(Annotated coordinate records)
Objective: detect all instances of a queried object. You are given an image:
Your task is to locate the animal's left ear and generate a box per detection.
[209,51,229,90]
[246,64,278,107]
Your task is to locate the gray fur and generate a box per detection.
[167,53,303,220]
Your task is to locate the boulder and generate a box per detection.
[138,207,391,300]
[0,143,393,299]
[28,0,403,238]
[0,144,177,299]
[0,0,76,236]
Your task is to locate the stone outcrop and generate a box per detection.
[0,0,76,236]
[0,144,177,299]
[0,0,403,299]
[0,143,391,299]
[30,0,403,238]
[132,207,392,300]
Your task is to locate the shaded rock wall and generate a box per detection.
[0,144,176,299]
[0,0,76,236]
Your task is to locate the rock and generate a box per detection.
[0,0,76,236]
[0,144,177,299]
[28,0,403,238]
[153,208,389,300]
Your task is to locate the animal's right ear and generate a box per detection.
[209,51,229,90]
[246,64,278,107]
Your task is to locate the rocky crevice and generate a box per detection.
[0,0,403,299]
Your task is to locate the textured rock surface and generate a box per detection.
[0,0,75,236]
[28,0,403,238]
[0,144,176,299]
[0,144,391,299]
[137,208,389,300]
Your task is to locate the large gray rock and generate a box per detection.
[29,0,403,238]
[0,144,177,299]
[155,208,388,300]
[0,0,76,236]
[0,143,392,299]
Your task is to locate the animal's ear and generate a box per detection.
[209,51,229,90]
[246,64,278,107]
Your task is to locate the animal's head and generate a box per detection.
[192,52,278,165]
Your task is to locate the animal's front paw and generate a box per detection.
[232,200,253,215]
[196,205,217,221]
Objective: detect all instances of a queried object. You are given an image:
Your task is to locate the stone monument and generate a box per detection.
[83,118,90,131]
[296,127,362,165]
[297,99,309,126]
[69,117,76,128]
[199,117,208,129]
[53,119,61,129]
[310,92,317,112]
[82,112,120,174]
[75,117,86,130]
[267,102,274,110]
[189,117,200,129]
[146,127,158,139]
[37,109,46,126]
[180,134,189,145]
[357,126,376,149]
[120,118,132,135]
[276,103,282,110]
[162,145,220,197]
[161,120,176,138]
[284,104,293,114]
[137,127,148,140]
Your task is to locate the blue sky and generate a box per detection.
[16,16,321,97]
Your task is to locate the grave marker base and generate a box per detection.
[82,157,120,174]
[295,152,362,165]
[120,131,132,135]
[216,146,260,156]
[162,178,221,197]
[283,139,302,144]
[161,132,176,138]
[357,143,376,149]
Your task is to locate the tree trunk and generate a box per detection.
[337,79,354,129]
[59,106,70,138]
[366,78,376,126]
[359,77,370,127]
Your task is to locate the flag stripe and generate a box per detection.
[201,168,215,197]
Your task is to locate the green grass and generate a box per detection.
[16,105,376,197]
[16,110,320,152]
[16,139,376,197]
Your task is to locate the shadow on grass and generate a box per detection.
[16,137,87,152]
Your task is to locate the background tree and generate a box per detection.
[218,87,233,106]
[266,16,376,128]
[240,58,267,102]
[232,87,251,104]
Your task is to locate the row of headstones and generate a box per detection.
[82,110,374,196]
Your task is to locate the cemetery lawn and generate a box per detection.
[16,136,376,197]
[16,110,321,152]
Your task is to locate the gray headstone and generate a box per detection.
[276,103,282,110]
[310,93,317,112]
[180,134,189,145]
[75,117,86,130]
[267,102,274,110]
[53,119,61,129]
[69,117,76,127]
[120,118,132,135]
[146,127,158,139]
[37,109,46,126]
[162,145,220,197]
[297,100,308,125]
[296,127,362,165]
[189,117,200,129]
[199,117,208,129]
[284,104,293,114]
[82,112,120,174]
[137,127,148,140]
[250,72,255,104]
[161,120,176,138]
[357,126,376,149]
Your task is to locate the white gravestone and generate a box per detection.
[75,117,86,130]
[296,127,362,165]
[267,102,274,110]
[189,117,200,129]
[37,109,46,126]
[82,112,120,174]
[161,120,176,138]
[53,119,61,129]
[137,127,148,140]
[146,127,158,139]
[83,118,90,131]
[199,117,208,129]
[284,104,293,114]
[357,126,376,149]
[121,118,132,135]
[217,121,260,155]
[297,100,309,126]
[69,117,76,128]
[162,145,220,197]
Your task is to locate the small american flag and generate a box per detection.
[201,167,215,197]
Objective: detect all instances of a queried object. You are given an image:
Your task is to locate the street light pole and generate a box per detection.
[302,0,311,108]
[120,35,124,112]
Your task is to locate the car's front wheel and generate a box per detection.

*Task brief*: Reproduce all of the material above verbatim, line by line, from the first line to the last.

*Full solution*:
Objective: detect all instances of a queried object. You are given an image:
Your task is to locate the animal's left ear and generate a box per detection.
[209,51,229,90]
[246,64,278,107]
Your task is to locate the gray fur and generate a box per detection.
[167,53,303,220]
Your task is to locate the boulder and generate a box per detection.
[138,207,391,300]
[0,143,393,299]
[28,0,403,238]
[0,144,177,299]
[0,0,76,236]
Your task is to locate the stone outcrop and generate a box per detection.
[0,0,76,236]
[0,144,177,299]
[0,0,403,299]
[0,143,391,299]
[30,0,403,238]
[132,207,392,300]
Your task is to locate the shaded rock wall and generate a box per detection.
[0,144,176,299]
[0,0,76,236]
Your task is to locate the rock and generate a box per detection.
[0,0,76,236]
[0,144,177,299]
[28,0,403,238]
[153,208,389,300]
Your task is to locate the animal's right ear and generate a box per detection.
[209,51,229,90]
[246,64,278,107]
Your task is to locate the rocky crevice and generate a box per detection.
[0,0,403,299]
Your task is to locate the textured rock surface and generate a box per detection.
[0,0,75,236]
[28,0,403,238]
[0,144,176,299]
[0,144,391,299]
[137,208,389,300]
Your task is to locate the large gray rock and generate a box per detection.
[29,0,403,238]
[0,144,177,299]
[155,208,388,300]
[0,0,76,236]
[0,143,392,299]
Your task is to locate the animal's ear and generate a box per detection.
[209,51,229,90]
[246,64,278,107]
Your task is to locate the animal's head and generate a box per detection.
[192,52,278,165]
Your task is to locate the animal's front paw and generate a box per detection.
[232,200,253,215]
[196,205,217,221]
Objective: detect all instances of a queried object. You are given an image:
Your task is to locate the stone monument and generate a box per detection.
[83,118,90,131]
[296,127,362,165]
[297,99,309,126]
[69,117,76,128]
[199,117,208,129]
[53,119,61,129]
[310,92,317,112]
[82,112,120,174]
[75,117,86,130]
[267,102,274,110]
[189,117,200,129]
[146,127,158,139]
[37,109,46,126]
[180,134,189,145]
[357,126,376,149]
[120,118,132,135]
[276,103,282,110]
[162,145,220,197]
[161,120,176,138]
[284,104,293,114]
[137,127,148,140]
Your task is to locate the blue sky and generate a box per detection.
[16,16,321,97]
Your task is to locate the grave marker base and generate a box per detection.
[82,157,120,174]
[295,152,362,165]
[120,131,132,135]
[216,146,260,156]
[162,178,221,197]
[283,139,302,144]
[161,132,176,138]
[357,143,376,149]
Your task is to locate the tree trunk and generate a box per detection.
[337,79,354,129]
[59,106,70,138]
[366,78,376,126]
[359,77,370,127]
Your task is to locate the flag stripe and generate a box per detection.
[201,168,215,197]
Your task is to locate the green grass and generate a box per detection.
[16,105,376,197]
[16,110,320,152]
[16,139,376,197]
Your task is to locate the shadow on grass and generate a box per detection.
[16,137,87,152]
Your task is to locate the background tree and generate a box per detection.
[218,87,233,106]
[266,16,376,128]
[240,58,267,102]
[232,87,251,104]
Your task is to locate the row of headstones and generate a box per detection.
[82,110,374,196]
Your task is to locate the cemetery lawn and generate a box per detection.
[16,136,376,197]
[16,110,321,152]
Your task is to locate the gray headstone and generate a box per detection.
[276,103,282,110]
[310,93,317,112]
[180,134,189,145]
[75,117,86,130]
[267,102,274,110]
[53,119,61,129]
[69,117,76,127]
[120,118,132,135]
[146,127,158,139]
[37,109,46,126]
[162,145,220,197]
[297,100,308,125]
[296,127,362,165]
[189,117,200,129]
[199,117,208,129]
[284,104,293,114]
[82,112,120,174]
[137,127,148,140]
[250,72,255,104]
[161,120,176,138]
[357,126,376,149]
Your task is to locate the white gravestone and generate a box per detection.
[75,117,86,130]
[296,127,362,165]
[267,102,274,110]
[189,117,200,129]
[37,109,46,126]
[82,112,120,174]
[161,120,176,138]
[53,119,61,129]
[137,127,148,140]
[146,127,158,139]
[83,118,90,131]
[199,117,208,129]
[284,104,293,114]
[357,126,376,149]
[121,118,132,135]
[217,121,260,155]
[297,100,309,126]
[69,117,76,128]
[162,145,220,197]
Your task is to locate the small american flag and generate a box per detection.
[201,167,215,197]
Objective: detect all instances of a queried object. You are given an image:
Your task is to locate the street light pole and generate a box per detection.
[302,0,311,108]
[120,35,124,112]
Your task is to locate the car's front wheel and generate a box per detection.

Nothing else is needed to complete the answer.